A run of records:
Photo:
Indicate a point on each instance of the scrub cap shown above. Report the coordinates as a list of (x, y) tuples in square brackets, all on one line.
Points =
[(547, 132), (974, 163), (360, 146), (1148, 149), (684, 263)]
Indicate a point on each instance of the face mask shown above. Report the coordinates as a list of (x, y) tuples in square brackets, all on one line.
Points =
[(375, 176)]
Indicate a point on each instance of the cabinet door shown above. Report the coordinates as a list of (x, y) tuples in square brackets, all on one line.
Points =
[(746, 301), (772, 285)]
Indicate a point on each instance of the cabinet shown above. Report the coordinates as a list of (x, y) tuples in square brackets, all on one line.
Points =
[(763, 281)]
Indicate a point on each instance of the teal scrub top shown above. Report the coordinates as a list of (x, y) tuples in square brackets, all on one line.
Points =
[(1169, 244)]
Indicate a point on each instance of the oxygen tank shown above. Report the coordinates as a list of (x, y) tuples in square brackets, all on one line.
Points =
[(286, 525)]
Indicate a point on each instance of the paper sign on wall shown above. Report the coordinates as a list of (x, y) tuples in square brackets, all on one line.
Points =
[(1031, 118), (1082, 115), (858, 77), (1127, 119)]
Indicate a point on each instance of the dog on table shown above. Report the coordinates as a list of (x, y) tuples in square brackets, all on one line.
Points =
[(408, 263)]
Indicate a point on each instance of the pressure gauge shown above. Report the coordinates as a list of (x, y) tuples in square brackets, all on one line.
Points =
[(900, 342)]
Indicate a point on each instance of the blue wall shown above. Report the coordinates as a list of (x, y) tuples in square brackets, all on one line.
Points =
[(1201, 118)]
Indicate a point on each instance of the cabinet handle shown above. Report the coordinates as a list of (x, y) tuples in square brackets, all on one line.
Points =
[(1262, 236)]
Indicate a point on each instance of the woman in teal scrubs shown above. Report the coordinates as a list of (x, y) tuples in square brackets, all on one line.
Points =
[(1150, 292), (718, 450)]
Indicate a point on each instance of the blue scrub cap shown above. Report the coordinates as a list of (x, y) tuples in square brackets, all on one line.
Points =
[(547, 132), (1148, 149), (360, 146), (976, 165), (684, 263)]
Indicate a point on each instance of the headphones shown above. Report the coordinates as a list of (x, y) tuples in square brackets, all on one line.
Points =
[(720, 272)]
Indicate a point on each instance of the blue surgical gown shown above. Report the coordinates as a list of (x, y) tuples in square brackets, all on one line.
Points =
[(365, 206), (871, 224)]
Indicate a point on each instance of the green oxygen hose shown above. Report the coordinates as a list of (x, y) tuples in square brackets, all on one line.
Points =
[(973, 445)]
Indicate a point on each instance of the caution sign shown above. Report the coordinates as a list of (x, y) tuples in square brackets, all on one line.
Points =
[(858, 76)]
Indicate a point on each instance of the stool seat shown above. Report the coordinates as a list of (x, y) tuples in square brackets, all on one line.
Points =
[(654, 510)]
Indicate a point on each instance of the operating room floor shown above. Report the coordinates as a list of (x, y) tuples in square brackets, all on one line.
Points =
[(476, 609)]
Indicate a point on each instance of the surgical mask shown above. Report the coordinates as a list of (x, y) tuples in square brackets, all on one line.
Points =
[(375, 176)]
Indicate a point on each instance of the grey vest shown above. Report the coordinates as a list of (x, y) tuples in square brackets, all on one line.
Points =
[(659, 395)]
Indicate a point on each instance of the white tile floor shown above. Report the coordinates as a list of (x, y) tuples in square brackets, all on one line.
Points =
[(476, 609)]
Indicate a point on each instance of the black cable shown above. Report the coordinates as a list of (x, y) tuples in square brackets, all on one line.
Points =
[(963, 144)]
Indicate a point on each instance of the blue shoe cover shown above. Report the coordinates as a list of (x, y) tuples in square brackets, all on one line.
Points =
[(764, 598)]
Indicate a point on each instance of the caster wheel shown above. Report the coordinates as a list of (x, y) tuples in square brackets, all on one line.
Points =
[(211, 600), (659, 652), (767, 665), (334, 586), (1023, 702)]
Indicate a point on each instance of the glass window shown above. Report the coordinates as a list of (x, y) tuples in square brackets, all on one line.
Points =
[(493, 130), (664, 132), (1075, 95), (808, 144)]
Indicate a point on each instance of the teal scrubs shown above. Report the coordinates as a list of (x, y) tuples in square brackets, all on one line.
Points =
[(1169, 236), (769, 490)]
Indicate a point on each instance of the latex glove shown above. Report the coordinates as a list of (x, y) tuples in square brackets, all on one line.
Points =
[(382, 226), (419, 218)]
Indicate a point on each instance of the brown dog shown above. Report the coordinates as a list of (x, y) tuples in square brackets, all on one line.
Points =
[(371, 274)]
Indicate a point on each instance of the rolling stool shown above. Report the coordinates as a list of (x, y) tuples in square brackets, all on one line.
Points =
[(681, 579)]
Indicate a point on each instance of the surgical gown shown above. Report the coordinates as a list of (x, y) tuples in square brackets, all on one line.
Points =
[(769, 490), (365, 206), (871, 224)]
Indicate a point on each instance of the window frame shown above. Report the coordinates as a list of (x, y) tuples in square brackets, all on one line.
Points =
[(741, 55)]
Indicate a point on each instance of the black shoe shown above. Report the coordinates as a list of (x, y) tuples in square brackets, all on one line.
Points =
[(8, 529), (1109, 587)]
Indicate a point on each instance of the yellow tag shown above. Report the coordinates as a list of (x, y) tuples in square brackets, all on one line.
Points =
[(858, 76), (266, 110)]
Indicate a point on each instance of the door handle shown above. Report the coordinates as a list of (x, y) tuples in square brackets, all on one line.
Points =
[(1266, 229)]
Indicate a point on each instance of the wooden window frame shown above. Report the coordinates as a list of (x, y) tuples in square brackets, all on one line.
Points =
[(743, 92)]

### Your goal
Copy the lines from the one containing "Indicate a point on each instance of the cabinet shown" through the one containing "[(286, 525)]", replacing "oxygen tank" with "gas cylinder" and changing nothing else.

### Solution for this exercise
Indicate a point on each instance of the cabinet shown above. Report the coordinates as a list of (x, y) tuples in square brackets, all on one line.
Points =
[(763, 281)]
Indicate a point on each instance of the teal scrub top shown above. Report the coordinates as a list of (x, y) tuples in square brackets, all on one line.
Points =
[(1169, 244)]
Indicate a point on each instance of the gas cylinder shown above. Report the coordinates as a list of (x, y) tuples in square brackets, all on one line.
Points =
[(286, 525)]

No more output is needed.